--- Raw records ---

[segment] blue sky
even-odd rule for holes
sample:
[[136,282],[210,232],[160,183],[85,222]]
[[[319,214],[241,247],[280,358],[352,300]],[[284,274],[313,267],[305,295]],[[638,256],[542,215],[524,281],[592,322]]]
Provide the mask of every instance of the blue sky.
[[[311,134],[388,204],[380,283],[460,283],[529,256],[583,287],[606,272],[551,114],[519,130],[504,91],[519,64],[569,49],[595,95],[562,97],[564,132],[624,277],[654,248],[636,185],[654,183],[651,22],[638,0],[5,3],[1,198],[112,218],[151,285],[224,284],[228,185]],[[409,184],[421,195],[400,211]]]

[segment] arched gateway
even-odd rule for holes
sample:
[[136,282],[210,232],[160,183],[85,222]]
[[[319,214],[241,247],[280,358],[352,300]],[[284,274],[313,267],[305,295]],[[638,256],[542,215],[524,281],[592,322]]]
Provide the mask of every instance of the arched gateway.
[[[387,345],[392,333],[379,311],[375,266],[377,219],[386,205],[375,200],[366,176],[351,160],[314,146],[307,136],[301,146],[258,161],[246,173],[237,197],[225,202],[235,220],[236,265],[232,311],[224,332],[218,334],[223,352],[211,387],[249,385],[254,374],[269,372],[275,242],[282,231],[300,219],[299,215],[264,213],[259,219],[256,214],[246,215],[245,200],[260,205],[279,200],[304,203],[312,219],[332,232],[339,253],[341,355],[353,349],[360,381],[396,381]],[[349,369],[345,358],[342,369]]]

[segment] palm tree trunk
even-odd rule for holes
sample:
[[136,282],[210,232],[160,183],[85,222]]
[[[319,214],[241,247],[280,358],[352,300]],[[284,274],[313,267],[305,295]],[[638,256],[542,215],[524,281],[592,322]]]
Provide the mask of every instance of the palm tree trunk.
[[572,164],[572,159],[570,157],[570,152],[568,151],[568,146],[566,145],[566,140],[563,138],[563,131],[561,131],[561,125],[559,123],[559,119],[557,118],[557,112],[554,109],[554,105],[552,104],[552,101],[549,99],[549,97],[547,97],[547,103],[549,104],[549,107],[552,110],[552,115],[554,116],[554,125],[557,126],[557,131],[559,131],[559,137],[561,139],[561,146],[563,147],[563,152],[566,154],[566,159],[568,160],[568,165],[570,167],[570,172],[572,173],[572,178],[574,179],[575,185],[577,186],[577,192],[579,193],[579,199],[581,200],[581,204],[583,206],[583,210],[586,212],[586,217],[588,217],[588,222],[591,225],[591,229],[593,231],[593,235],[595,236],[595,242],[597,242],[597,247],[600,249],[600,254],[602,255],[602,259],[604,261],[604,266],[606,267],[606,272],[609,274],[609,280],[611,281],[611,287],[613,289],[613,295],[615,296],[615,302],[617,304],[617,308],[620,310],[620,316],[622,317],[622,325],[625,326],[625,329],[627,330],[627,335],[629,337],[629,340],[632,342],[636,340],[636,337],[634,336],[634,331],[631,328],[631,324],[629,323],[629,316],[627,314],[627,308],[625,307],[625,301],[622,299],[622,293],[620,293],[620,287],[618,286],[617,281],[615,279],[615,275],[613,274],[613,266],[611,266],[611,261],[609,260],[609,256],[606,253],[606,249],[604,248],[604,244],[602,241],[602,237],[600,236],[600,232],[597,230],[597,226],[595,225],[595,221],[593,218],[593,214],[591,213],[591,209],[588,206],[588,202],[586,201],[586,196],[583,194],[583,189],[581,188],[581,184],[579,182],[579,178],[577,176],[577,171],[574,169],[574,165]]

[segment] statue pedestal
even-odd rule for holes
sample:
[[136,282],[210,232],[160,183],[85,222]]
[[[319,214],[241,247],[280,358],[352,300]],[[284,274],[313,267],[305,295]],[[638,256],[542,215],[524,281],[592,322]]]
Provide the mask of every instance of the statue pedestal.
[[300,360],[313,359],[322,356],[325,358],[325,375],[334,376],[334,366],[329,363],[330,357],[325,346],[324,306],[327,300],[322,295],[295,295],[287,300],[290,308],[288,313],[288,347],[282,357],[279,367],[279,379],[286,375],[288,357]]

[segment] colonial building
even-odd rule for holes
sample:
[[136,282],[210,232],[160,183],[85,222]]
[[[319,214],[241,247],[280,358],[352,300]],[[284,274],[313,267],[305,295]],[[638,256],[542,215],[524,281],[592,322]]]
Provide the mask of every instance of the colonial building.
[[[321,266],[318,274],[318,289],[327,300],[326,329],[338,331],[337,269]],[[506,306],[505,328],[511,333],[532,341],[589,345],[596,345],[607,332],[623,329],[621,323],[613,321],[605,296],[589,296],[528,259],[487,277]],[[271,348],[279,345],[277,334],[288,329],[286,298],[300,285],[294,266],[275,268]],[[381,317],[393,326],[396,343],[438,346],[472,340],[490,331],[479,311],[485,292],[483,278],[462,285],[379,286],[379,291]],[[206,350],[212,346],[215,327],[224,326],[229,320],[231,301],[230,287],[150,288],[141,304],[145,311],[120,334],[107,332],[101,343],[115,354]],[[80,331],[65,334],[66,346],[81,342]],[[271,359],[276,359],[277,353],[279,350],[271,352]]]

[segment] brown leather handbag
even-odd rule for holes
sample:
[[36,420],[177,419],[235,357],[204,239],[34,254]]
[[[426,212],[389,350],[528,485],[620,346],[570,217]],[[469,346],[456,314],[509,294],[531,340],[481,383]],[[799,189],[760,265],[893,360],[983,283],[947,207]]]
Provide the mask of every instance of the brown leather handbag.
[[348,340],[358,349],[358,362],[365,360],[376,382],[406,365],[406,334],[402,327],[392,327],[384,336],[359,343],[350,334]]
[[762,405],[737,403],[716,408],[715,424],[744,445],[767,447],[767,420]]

---

Exercise:
Each line of the material must be restated exactly.

In response:
[segment] blue sky
even-odd rule for holes
sample:
[[136,282],[210,232],[160,183],[85,222]]
[[[319,214],[241,247],[280,358],[352,300]],[[284,274],[313,267],[305,295]],[[638,256],[542,215],[524,281],[592,322]]]
Provide the mask of every instance of the blue sky.
[[[311,134],[388,204],[380,283],[460,283],[529,256],[583,287],[606,272],[551,114],[519,130],[504,91],[519,64],[569,49],[595,95],[562,97],[564,132],[624,277],[654,248],[636,185],[654,183],[651,22],[638,0],[5,3],[1,198],[112,218],[151,285],[224,284],[228,185]],[[409,184],[421,195],[400,211]]]

[segment] arched gateway
even-odd rule for holes
sample:
[[136,282],[210,232],[160,183],[85,222]]
[[[319,214],[241,247],[280,358],[352,300]],[[284,274],[313,267],[305,295]],[[638,256],[542,215],[524,281],[592,322]]]
Provide the mask of every instance of the arched gateway.
[[[387,345],[392,333],[379,311],[375,266],[377,219],[386,205],[375,200],[366,176],[351,160],[314,146],[307,136],[301,146],[258,161],[246,173],[237,197],[225,202],[235,220],[236,265],[232,311],[224,332],[218,334],[223,352],[211,387],[249,385],[254,374],[269,372],[275,242],[282,231],[300,219],[299,215],[264,213],[259,219],[256,214],[246,215],[245,200],[260,205],[279,200],[304,203],[312,219],[332,232],[339,253],[341,355],[353,349],[360,381],[396,381]],[[349,369],[345,358],[342,369]]]

[segment] palm tree trunk
even-odd rule for holes
sample:
[[136,282],[210,232],[160,183],[85,222]]
[[[319,214],[241,247],[280,358],[352,300]],[[284,274],[313,267],[305,295]],[[638,256],[542,215],[524,281],[592,322]]]
Provide the mask of every instance of the palm tree trunk.
[[572,164],[572,159],[570,157],[570,152],[568,151],[568,146],[566,145],[566,140],[563,138],[563,131],[561,131],[561,125],[559,123],[559,119],[557,118],[557,112],[554,109],[554,105],[552,104],[552,101],[549,99],[549,97],[547,97],[547,103],[549,104],[549,107],[552,110],[552,115],[554,116],[554,125],[557,126],[557,131],[559,131],[559,137],[561,139],[561,146],[563,147],[563,152],[566,154],[566,159],[568,160],[568,165],[570,167],[570,172],[572,173],[572,178],[574,179],[575,185],[577,186],[577,192],[579,193],[579,199],[581,200],[581,204],[583,206],[583,210],[586,212],[586,217],[588,217],[588,222],[591,225],[591,229],[593,231],[593,235],[595,236],[595,242],[597,242],[597,247],[600,249],[600,254],[602,255],[602,259],[604,261],[604,266],[606,267],[606,272],[609,274],[609,280],[611,281],[611,287],[613,289],[613,295],[615,296],[615,302],[617,304],[617,308],[620,310],[620,316],[622,317],[622,325],[625,326],[625,329],[627,330],[627,335],[629,337],[629,340],[632,342],[636,340],[636,337],[634,336],[634,331],[631,328],[631,324],[629,323],[629,316],[627,314],[627,308],[625,307],[625,301],[622,299],[622,293],[620,293],[620,287],[618,286],[617,281],[615,279],[615,275],[613,274],[613,266],[611,266],[611,261],[609,260],[609,256],[606,253],[606,249],[604,248],[604,244],[602,241],[602,237],[600,236],[600,232],[597,230],[597,226],[595,225],[595,221],[593,218],[593,214],[591,213],[591,209],[588,206],[588,202],[586,201],[586,196],[583,194],[583,189],[581,188],[581,184],[579,182],[579,178],[577,176],[577,171],[574,169],[574,165]]

[segment] statue pedestal
even-odd rule for holes
sample:
[[136,282],[210,232],[160,183],[85,222]]
[[[319,214],[241,247],[280,358],[352,300]],[[284,274],[313,267],[305,295]],[[638,256],[542,215],[524,281],[592,322]]]
Provide the mask of every instance of the statue pedestal.
[[300,360],[313,359],[322,356],[325,358],[325,375],[334,376],[334,366],[329,363],[330,357],[325,346],[324,306],[327,300],[322,295],[295,295],[287,300],[290,308],[288,313],[288,347],[282,357],[279,367],[279,379],[286,375],[288,357]]

[segment] colonial building
even-odd rule for holes
sample:
[[136,282],[210,232],[160,183],[85,222]]
[[[319,214],[241,247],[280,358],[352,300]],[[284,274],[313,267],[305,295]],[[638,256],[542,215],[524,281],[592,322]]]
Provide the mask of every instance of the colonial building.
[[[321,266],[318,274],[318,289],[327,300],[326,329],[338,331],[337,269]],[[506,306],[505,328],[511,333],[532,341],[589,345],[596,345],[607,332],[623,329],[621,323],[613,321],[605,296],[589,296],[528,259],[487,277]],[[271,348],[279,345],[277,334],[288,329],[286,298],[300,285],[294,266],[275,268]],[[381,317],[393,326],[396,343],[438,346],[472,340],[490,331],[479,311],[485,292],[483,278],[462,285],[379,286],[379,291]],[[206,350],[212,346],[215,327],[224,326],[229,320],[231,301],[230,287],[150,288],[141,304],[145,311],[120,334],[107,332],[101,343],[115,354]],[[80,331],[65,334],[66,346],[81,342]],[[271,359],[276,359],[277,353],[279,350],[271,352]]]

[segment] brown leather handbag
even-odd rule for holes
sample:
[[36,420],[177,419],[235,357],[204,239],[34,254]]
[[[426,212],[389,350],[528,485],[620,346],[570,217]],[[469,346],[456,314],[509,294],[531,340],[481,383]],[[799,189],[760,265],[893,360],[983,283],[947,207]]]
Provide the mask of every instance of the brown leather handbag.
[[348,340],[358,349],[358,362],[365,360],[376,382],[406,365],[406,334],[402,327],[392,327],[384,336],[359,343],[350,334]]
[[762,405],[737,403],[716,408],[715,424],[744,445],[767,447],[767,420]]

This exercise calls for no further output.